• **Exercise**
All of the data below should be written out again exactly.

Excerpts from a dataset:
========================================================================
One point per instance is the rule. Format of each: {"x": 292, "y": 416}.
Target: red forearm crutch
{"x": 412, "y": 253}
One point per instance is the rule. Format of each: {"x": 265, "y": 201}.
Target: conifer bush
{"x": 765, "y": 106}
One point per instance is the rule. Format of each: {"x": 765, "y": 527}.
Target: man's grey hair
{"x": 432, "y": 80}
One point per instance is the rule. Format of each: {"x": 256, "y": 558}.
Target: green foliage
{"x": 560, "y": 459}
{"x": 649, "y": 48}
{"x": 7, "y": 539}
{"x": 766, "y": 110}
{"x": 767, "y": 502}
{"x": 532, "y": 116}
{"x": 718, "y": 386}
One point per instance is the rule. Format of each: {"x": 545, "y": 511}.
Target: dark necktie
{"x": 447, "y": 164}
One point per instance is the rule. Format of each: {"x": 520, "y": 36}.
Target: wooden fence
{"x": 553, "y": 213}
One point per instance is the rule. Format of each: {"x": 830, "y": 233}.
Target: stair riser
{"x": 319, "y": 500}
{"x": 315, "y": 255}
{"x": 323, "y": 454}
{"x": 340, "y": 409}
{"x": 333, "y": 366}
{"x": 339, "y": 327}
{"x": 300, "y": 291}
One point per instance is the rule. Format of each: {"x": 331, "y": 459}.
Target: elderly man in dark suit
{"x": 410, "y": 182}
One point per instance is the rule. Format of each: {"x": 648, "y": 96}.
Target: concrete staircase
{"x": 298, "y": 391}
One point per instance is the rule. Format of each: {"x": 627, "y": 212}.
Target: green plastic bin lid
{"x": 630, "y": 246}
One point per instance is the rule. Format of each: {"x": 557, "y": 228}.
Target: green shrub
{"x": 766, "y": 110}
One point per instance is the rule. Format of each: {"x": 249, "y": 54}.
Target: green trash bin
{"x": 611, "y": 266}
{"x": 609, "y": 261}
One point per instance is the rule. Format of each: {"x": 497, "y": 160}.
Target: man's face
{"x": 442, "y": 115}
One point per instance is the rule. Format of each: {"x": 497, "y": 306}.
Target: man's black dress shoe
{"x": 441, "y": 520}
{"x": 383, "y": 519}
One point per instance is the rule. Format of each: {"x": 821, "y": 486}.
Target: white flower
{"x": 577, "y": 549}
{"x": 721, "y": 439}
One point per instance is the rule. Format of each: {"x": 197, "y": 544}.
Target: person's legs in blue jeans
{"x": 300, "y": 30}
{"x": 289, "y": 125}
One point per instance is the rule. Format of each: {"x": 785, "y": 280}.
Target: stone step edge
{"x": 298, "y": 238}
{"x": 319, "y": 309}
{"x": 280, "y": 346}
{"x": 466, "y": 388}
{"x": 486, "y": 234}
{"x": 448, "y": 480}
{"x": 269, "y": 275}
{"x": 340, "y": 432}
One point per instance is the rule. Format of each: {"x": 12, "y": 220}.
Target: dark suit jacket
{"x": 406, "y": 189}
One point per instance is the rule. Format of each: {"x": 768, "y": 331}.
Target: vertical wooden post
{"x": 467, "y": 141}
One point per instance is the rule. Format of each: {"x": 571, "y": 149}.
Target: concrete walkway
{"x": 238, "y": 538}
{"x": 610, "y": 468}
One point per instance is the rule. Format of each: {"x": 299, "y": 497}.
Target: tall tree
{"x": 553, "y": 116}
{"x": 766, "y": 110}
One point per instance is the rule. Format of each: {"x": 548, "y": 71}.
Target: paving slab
========================================================================
• **Exercise response**
One point per instance is the rule. Format of each: {"x": 292, "y": 416}.
Target: red forearm crutch
{"x": 412, "y": 253}
One point per instance is the rule. Format of each: {"x": 265, "y": 201}.
Target: conifer bush
{"x": 765, "y": 106}
One point per instance is the rule. Format of each: {"x": 765, "y": 527}.
Target: man's grey hair
{"x": 432, "y": 80}
One point per instance is the rule. Format of each: {"x": 256, "y": 558}.
Target: green foliage
{"x": 560, "y": 459}
{"x": 649, "y": 48}
{"x": 7, "y": 539}
{"x": 766, "y": 110}
{"x": 767, "y": 502}
{"x": 532, "y": 116}
{"x": 718, "y": 386}
One point per instance is the rule. Format of each: {"x": 545, "y": 511}.
Target: dark necktie
{"x": 447, "y": 164}
One point per instance is the rule. Format of each: {"x": 520, "y": 36}.
Target: wooden fence
{"x": 553, "y": 213}
One point per instance is the rule. Format of each: {"x": 830, "y": 233}.
Target: stair riser
{"x": 319, "y": 500}
{"x": 315, "y": 255}
{"x": 323, "y": 454}
{"x": 340, "y": 409}
{"x": 333, "y": 366}
{"x": 339, "y": 327}
{"x": 300, "y": 291}
One point per instance is the rule. Format of each: {"x": 331, "y": 459}.
Target: elderly man in dark suit
{"x": 410, "y": 182}
One point per instance is the rule. Format of each: {"x": 648, "y": 96}.
Target: concrete staircase
{"x": 298, "y": 391}
One point per instance is the rule. Format of each: {"x": 627, "y": 212}.
Target: green plastic bin lid
{"x": 630, "y": 246}
One point per instance is the rule. Format of each: {"x": 557, "y": 228}.
Target: green shrub
{"x": 766, "y": 110}
One point per instance is the rule. Format of each: {"x": 249, "y": 54}.
Target: green trash bin
{"x": 611, "y": 266}
{"x": 609, "y": 261}
One point per instance is the rule. Format of each: {"x": 497, "y": 160}.
Target: man's face
{"x": 442, "y": 115}
One point per instance is the rule. Format of each: {"x": 497, "y": 306}.
Target: man's black dress shoe
{"x": 441, "y": 520}
{"x": 383, "y": 519}
One point per instance is the rule. Format of each: {"x": 821, "y": 486}.
Target: white flower
{"x": 577, "y": 549}
{"x": 721, "y": 439}
One point per instance is the rule. Format of each: {"x": 197, "y": 544}.
Target: person's legs in blue jeans
{"x": 300, "y": 30}
{"x": 289, "y": 125}
One point per instance is the rule. Format of each: {"x": 785, "y": 280}.
Target: stone step edge
{"x": 298, "y": 238}
{"x": 319, "y": 309}
{"x": 280, "y": 346}
{"x": 466, "y": 388}
{"x": 486, "y": 234}
{"x": 448, "y": 480}
{"x": 269, "y": 275}
{"x": 340, "y": 432}
One point per instance is the rule. Format of each: {"x": 12, "y": 220}.
Target: dark suit jacket
{"x": 406, "y": 189}
One point per instance is the rule. Format of each: {"x": 768, "y": 331}.
Target: vertical wooden post
{"x": 467, "y": 141}
One point per instance is the rule. Format of each: {"x": 571, "y": 149}.
Target: concrete walkway
{"x": 238, "y": 538}
{"x": 610, "y": 468}
One point per instance is the rule. Format of each: {"x": 299, "y": 497}.
Target: tall tree
{"x": 553, "y": 116}
{"x": 766, "y": 110}
One point per instance is the rule. Format of each: {"x": 548, "y": 71}.
Target: paving slab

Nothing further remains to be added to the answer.